** start Exercise inputs **
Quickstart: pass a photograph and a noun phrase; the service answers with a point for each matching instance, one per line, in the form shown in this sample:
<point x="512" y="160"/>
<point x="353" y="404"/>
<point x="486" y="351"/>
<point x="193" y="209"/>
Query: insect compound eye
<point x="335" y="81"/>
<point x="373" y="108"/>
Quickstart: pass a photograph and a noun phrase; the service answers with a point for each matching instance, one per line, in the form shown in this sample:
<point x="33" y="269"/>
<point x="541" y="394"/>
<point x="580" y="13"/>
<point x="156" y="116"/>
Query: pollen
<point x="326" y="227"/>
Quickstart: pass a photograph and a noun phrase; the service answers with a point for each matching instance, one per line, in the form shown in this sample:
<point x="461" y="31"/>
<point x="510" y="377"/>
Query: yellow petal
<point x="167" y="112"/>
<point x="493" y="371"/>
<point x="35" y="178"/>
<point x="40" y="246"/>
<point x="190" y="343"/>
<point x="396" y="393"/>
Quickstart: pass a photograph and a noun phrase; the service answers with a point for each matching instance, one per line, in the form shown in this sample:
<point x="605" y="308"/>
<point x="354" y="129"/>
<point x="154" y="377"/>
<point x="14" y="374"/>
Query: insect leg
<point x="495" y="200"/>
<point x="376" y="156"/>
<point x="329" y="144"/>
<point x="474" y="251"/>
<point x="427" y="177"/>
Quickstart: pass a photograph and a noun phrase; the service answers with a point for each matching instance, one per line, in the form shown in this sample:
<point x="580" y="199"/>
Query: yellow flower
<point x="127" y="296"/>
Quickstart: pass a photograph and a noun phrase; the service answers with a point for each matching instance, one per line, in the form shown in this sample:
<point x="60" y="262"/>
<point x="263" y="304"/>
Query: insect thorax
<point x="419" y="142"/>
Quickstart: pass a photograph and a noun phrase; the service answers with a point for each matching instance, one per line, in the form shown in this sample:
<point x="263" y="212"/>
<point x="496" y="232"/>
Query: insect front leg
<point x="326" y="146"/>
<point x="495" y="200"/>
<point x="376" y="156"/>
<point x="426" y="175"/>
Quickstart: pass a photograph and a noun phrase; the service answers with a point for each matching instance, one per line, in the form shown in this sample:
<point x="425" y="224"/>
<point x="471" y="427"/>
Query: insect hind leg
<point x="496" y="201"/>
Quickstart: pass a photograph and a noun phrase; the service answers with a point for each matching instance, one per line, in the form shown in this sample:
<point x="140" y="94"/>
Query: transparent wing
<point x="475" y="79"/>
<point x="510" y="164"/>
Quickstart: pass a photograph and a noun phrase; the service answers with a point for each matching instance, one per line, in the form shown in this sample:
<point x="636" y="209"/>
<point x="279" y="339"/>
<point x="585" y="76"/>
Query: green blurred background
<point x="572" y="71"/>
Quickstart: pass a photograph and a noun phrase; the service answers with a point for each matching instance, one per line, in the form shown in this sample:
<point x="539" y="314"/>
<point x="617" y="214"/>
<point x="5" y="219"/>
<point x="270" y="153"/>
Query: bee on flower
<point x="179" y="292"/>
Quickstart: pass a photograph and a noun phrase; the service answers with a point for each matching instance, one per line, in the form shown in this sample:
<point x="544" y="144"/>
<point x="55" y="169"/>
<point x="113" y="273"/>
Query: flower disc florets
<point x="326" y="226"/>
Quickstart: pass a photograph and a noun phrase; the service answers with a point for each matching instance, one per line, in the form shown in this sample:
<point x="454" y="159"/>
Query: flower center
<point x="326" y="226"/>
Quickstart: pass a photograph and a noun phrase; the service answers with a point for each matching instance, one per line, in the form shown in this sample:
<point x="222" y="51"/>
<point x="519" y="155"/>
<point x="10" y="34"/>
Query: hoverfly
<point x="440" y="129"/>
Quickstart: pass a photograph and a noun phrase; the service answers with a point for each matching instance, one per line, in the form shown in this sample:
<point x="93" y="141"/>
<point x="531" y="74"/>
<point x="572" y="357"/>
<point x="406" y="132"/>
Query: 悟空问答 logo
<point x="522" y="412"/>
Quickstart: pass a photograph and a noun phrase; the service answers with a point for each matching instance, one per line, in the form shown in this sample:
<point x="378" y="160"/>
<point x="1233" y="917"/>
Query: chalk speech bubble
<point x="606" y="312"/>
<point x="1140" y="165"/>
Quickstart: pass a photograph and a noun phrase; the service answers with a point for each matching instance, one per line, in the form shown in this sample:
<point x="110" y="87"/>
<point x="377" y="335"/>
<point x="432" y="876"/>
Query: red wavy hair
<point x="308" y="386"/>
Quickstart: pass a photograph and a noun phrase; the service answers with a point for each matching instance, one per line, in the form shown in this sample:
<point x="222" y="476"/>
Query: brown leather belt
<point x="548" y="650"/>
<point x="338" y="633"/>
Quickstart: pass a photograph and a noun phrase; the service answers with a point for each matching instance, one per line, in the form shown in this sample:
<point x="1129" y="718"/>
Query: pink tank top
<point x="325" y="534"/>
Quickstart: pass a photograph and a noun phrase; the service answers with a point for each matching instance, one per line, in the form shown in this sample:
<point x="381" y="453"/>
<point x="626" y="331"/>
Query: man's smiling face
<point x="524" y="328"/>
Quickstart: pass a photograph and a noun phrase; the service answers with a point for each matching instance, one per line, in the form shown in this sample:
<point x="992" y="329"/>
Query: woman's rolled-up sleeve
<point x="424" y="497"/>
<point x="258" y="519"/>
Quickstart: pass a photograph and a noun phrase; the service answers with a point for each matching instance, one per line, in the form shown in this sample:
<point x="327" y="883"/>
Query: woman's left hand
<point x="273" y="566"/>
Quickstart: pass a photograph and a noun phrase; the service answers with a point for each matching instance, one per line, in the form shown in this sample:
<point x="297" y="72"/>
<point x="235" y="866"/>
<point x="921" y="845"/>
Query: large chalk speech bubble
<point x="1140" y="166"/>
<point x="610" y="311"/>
** end Exercise inputs **
** start Exercise inputs **
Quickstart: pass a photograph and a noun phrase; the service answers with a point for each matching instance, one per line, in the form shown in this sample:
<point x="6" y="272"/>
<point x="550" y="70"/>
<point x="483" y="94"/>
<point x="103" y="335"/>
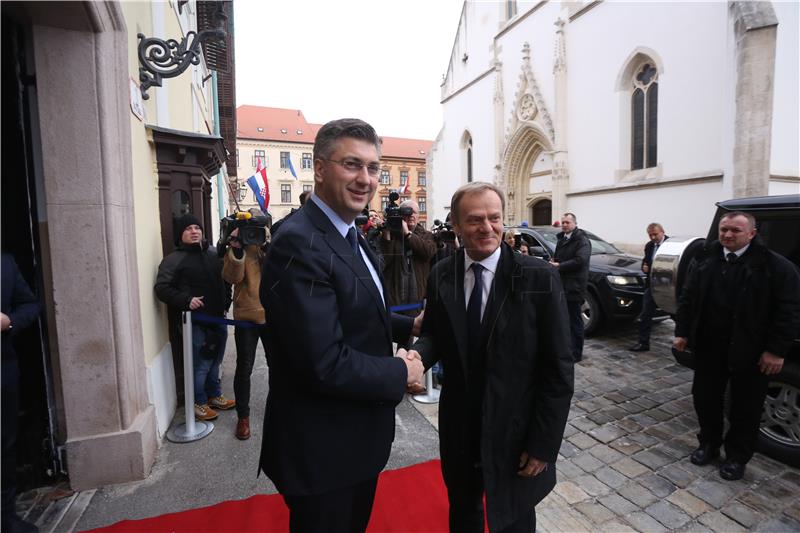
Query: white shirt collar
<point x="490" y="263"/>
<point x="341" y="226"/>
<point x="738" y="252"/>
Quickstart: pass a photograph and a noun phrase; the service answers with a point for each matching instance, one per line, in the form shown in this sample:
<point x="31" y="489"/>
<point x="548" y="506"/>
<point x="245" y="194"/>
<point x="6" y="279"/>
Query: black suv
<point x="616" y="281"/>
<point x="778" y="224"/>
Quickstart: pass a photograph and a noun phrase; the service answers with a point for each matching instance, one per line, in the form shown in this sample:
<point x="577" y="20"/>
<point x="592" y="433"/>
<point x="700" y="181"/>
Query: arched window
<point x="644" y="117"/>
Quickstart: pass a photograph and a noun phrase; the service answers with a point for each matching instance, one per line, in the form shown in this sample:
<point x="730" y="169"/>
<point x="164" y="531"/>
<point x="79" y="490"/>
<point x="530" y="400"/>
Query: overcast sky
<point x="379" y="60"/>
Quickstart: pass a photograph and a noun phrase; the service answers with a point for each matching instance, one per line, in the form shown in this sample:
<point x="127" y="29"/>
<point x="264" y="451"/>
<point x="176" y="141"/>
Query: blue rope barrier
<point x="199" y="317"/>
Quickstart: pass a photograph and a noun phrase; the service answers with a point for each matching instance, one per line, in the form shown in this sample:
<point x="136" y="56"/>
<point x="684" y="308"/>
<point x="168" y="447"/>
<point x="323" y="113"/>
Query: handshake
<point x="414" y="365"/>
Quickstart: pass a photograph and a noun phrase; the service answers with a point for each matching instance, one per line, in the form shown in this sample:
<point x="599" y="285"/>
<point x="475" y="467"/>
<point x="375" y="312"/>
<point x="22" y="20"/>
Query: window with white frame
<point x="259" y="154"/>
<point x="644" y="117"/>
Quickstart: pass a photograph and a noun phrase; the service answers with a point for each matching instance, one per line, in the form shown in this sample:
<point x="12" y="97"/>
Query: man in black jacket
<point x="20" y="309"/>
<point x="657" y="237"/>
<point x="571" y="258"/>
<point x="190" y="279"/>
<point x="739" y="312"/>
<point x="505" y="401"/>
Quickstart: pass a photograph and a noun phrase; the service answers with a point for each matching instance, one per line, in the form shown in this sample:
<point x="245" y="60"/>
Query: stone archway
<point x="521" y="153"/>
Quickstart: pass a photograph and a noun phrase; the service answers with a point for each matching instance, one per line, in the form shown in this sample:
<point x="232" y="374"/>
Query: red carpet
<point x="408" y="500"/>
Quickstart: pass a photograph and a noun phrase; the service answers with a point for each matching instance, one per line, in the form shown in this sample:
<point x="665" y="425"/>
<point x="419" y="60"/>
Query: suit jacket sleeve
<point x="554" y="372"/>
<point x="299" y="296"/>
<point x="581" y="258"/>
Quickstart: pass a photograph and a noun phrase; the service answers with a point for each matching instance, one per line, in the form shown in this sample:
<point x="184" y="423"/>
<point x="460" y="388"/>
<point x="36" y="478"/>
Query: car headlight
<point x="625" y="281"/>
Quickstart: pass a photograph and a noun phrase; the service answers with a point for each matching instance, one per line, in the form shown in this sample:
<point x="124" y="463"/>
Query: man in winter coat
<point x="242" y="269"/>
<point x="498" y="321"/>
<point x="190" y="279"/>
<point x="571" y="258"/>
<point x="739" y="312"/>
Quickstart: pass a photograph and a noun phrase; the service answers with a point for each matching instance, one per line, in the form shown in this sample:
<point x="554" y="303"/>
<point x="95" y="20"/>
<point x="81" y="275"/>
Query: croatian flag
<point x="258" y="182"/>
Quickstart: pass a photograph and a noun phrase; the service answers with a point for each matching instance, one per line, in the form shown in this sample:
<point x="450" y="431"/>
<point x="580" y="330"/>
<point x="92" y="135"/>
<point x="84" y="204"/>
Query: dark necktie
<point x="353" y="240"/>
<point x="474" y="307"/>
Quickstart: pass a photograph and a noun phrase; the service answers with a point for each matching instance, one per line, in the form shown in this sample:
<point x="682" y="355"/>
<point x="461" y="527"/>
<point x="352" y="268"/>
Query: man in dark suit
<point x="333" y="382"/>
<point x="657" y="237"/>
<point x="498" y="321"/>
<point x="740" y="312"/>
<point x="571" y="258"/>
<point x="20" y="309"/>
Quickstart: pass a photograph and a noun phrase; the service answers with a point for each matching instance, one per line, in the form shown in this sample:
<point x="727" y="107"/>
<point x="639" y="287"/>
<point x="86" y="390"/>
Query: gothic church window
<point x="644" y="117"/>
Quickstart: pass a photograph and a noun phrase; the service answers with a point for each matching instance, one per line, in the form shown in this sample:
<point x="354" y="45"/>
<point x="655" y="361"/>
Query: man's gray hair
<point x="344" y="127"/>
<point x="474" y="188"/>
** end Exercise inputs **
** start Exercise inputs **
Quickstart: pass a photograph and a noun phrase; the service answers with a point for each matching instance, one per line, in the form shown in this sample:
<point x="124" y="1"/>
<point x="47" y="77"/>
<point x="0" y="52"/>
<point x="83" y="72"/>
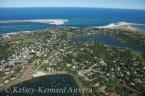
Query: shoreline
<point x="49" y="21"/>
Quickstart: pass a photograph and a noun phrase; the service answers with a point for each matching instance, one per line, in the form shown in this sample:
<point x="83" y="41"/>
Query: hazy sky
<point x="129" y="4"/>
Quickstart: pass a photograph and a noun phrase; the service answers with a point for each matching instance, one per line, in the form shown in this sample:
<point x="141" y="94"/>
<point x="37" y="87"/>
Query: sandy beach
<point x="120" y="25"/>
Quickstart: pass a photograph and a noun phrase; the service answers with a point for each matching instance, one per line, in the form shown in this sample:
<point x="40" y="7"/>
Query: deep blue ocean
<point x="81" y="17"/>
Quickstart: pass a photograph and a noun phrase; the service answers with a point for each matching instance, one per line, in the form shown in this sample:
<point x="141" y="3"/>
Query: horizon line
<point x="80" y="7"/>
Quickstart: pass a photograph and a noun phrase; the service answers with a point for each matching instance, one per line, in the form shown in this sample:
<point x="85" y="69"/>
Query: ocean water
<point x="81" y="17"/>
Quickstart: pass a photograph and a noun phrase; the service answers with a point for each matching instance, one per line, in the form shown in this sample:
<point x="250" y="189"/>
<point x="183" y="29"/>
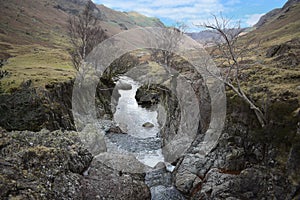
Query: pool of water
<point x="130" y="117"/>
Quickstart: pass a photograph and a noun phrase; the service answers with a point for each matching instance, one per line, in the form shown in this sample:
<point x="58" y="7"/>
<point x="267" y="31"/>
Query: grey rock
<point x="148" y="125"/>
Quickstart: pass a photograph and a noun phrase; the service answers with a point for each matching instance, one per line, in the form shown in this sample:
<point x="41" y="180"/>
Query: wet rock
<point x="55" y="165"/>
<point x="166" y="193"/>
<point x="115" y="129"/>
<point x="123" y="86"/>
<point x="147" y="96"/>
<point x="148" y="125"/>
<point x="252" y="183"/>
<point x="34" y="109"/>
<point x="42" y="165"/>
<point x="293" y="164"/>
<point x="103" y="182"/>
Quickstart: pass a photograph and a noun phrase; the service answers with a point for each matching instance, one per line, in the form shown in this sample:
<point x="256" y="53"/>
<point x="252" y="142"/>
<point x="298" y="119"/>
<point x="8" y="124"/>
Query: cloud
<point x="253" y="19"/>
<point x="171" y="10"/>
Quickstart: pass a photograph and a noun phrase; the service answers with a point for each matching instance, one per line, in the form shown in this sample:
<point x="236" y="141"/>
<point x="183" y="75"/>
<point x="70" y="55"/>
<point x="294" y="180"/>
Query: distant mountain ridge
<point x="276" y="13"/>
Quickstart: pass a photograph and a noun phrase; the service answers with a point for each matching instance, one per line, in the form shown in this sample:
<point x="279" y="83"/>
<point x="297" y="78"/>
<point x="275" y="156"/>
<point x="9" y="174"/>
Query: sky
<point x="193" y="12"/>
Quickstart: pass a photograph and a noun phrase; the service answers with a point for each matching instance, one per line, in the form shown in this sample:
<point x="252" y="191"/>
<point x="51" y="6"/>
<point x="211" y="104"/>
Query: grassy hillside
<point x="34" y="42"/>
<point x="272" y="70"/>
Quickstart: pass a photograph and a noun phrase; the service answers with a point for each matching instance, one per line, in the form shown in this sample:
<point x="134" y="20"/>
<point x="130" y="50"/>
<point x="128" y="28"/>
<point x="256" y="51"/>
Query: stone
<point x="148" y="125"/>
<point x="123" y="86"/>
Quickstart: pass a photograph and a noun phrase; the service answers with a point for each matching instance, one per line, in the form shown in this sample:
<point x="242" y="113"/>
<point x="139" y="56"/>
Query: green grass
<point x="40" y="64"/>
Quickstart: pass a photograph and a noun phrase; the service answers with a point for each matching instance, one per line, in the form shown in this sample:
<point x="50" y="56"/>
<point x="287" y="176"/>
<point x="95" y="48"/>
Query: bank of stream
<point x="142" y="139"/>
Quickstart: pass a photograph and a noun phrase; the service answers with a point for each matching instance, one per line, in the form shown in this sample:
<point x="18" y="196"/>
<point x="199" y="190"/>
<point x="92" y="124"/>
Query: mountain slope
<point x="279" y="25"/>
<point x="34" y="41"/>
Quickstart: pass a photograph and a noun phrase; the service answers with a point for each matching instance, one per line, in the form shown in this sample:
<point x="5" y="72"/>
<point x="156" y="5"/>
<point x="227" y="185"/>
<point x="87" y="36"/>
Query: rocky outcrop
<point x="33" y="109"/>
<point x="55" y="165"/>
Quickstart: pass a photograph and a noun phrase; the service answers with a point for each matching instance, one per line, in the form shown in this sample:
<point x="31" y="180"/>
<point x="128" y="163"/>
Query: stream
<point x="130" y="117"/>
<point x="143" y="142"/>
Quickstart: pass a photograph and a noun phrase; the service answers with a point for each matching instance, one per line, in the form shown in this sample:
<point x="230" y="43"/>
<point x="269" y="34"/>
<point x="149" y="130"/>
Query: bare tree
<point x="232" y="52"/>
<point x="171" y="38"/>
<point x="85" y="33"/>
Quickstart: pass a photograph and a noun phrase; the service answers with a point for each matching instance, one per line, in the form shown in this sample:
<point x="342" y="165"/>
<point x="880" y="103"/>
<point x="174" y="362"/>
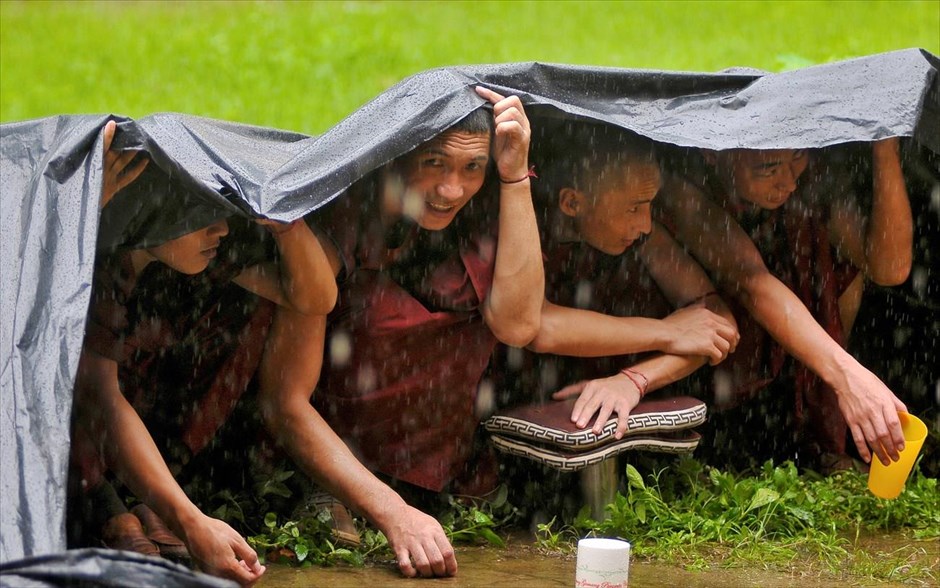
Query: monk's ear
** end Exercise inputs **
Extract every line of the records above that contains the word "white", treating uppercase and lowercase as different.

Query: white shirt collar
Query: window with white frame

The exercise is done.